* Short task *
Turn every line of the rows below into a numbered list, skipping blank lines. Leave the pictures out of your answer.

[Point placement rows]
BEGIN

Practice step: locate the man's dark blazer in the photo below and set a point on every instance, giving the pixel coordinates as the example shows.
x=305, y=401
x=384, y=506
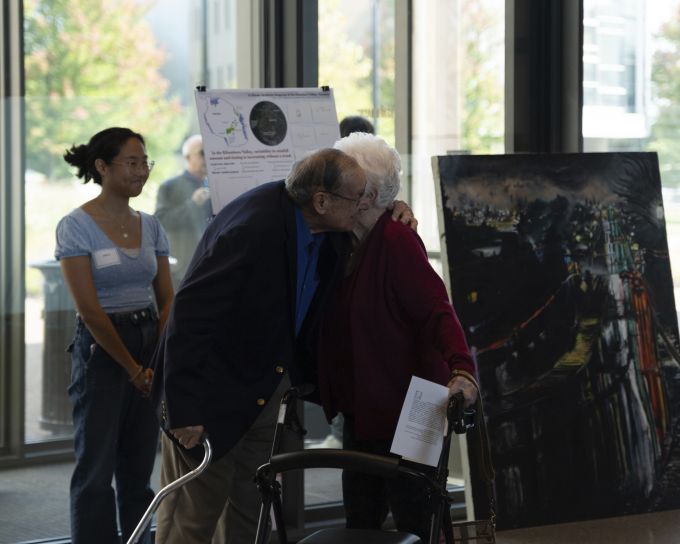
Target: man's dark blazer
x=231, y=332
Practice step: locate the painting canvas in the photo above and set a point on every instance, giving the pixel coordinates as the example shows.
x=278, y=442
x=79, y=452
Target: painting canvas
x=559, y=270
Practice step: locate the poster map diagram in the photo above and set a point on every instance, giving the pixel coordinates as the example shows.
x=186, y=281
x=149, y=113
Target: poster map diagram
x=254, y=136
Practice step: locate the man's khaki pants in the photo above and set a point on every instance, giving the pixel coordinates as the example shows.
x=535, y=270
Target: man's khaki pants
x=190, y=515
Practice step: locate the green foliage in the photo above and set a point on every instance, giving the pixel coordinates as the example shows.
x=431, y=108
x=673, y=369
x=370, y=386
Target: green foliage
x=666, y=84
x=91, y=64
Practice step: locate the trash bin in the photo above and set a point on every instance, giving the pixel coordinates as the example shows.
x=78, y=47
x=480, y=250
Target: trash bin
x=59, y=318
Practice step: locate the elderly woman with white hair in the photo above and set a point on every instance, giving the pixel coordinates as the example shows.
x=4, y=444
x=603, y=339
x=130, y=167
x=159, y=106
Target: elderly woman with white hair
x=390, y=319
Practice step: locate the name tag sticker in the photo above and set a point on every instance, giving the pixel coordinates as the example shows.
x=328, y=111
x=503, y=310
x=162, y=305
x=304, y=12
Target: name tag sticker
x=106, y=257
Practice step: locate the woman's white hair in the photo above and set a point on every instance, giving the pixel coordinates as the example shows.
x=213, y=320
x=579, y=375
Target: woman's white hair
x=381, y=163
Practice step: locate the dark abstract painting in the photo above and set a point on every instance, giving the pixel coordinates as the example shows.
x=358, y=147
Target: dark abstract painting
x=559, y=271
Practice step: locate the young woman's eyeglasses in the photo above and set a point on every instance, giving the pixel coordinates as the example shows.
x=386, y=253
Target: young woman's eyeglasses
x=135, y=165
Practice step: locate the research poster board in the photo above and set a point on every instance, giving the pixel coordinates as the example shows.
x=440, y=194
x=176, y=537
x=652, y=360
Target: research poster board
x=253, y=136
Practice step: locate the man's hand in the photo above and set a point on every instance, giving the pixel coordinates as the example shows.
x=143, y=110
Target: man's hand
x=188, y=436
x=462, y=384
x=401, y=212
x=200, y=196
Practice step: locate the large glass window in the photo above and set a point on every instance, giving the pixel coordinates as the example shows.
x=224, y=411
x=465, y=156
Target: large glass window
x=458, y=92
x=631, y=54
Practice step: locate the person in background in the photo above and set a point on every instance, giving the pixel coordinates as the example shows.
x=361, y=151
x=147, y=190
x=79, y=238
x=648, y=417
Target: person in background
x=115, y=261
x=242, y=329
x=390, y=319
x=355, y=123
x=183, y=206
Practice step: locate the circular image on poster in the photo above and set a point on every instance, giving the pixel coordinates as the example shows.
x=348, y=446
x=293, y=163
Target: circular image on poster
x=268, y=123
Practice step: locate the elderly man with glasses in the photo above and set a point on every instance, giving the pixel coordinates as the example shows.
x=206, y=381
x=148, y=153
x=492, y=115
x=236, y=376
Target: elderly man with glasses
x=242, y=330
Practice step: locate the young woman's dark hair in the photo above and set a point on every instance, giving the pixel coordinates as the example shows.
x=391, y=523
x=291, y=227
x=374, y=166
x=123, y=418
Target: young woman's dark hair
x=104, y=145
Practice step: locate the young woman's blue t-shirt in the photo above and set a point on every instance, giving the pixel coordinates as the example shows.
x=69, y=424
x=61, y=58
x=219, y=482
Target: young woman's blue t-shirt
x=123, y=277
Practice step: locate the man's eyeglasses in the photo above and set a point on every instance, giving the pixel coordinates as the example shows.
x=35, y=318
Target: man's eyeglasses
x=343, y=197
x=135, y=165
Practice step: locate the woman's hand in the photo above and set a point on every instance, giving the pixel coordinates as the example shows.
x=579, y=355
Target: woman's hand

END

* Exercise output *
1. Practice step: locate the man's dark blazer in the photo below and set a point on every instance, giving the pixel coordinates as the example shows.
2. x=305, y=401
3. x=384, y=506
4. Target: man's dark blazer
5. x=231, y=332
6. Practice step: locate the painting canvas in the photo above and set a point on every instance, giving the pixel coordinates as the example shows.
7. x=278, y=442
8. x=79, y=452
9. Target: painting canvas
10. x=559, y=270
11. Practice step: locate the poster map diagram in the photo above and set a point on every instance, giving the pixel coordinates as the example shows.
12. x=186, y=281
13. x=149, y=113
14. Target: poster map diagram
15. x=254, y=136
16. Practice step: locate the man's khaki pants in the photo above and set a point on every instance, giving the pixel coordinates as the example shows.
17. x=535, y=270
18. Target: man's khaki pants
19. x=190, y=515
20. Practice step: locate the green foliage in the photo above and set a point on every instance, giving the pixel coordinates as the example shows.
21. x=431, y=108
22. x=673, y=369
23. x=370, y=386
24. Target: green foliage
25. x=666, y=84
26. x=91, y=64
27. Practice step: locate the trash bin in the photo above and set a point on every instance, giving the pixel coordinates as the example shows.
28. x=78, y=47
29. x=480, y=250
30. Target: trash bin
31. x=59, y=318
32. Practice step: locate the elderly woman with white hair in the photo above and set a point on every instance, giving the pixel coordinates as the example shows.
33. x=4, y=444
34. x=603, y=339
35. x=130, y=167
36. x=159, y=106
37. Target: elderly woman with white hair
38. x=390, y=319
39. Practice step: locate the name tag sticker in the photo above and set a point on every instance, giving the pixel coordinates as the example shows.
40. x=328, y=111
41. x=503, y=310
42. x=162, y=305
43. x=304, y=12
44. Target: name tag sticker
45. x=106, y=257
46. Practice step: locate the woman's white hair in the photo above and set a point on every instance, giving the pixel coordinates as the example shows.
47. x=213, y=320
48. x=579, y=375
49. Target: woman's white hair
50. x=381, y=163
51. Practice step: locate the dark abstract painting in the photo above and set a point on every instance, giving the pixel coordinates as the example shows.
52. x=358, y=147
53. Target: dark abstract painting
54. x=559, y=271
55. Practice step: locate the young woman's eyeglasses in the photo above and set a point on every instance, giving the pixel coordinates as the example shows.
56. x=386, y=253
57. Target: young woman's eyeglasses
58. x=135, y=165
59. Practice step: locate the research poster board in the photo above and set a point on every instance, giving the pixel coordinates as the example shows.
60. x=440, y=194
61. x=176, y=537
62. x=652, y=360
63. Target: research poster board
64. x=253, y=136
65. Practice step: locate the man's hand in the photo above and set a point on every instance, giving the pixel coordinates as the example shows.
66. x=143, y=110
67. Target: man's hand
68. x=188, y=436
69. x=462, y=384
70. x=401, y=212
71. x=200, y=196
72. Practice step: locate the large glass window in the photo above and set a point on every instance, giving the pixel coordinates as the example shows.
73. x=224, y=411
74. x=465, y=156
75. Target: large glass window
76. x=458, y=92
77. x=631, y=54
78. Practice step: locate the person in background in the photo above and set a point on every instance, giving the pixel coordinates as the example shows.
79. x=361, y=151
80. x=147, y=190
81. x=79, y=238
82. x=648, y=417
83. Target: person in background
84. x=115, y=261
85. x=242, y=329
86. x=390, y=319
87. x=355, y=123
88. x=183, y=206
89. Practice step: locate the circular image on poster in the photo above and set a point on every instance, giving the pixel coordinates as the example shows.
90. x=348, y=446
91. x=293, y=163
92. Target: circular image on poster
93. x=268, y=123
94. Practice step: locate the elderly man with glasses in the photo above and set a point on every instance, giving the pixel coordinates as the example shows.
95. x=206, y=381
96. x=148, y=153
97. x=492, y=115
98. x=236, y=376
99. Target: elderly man with glasses
100. x=242, y=330
101. Practice step: locate the young woman's dark hair in the photo above and set a point on every instance, giving the pixel coordinates as the example shows.
102. x=391, y=523
103. x=291, y=227
104. x=374, y=166
105. x=123, y=418
106. Target: young woman's dark hair
107. x=104, y=145
108. Practice step: locate the young woman's blue t-shirt in the photo above and set a point on every instance, giving the pixel coordinates as the example shows.
109. x=69, y=424
110. x=61, y=58
111. x=219, y=482
112. Target: young woman's blue t-shirt
113. x=123, y=277
114. Practice step: locate the man's eyeglasses in the photo above and set a point on every instance, giving the pixel coordinates as the example shows.
115. x=35, y=318
116. Target: man's eyeglasses
117. x=343, y=197
118. x=135, y=165
119. Practice step: locate the woman's hand in the photo above and set a point on every instance, giving the pixel coordinates as the example shows.
120. x=579, y=355
121. Target: woman's hand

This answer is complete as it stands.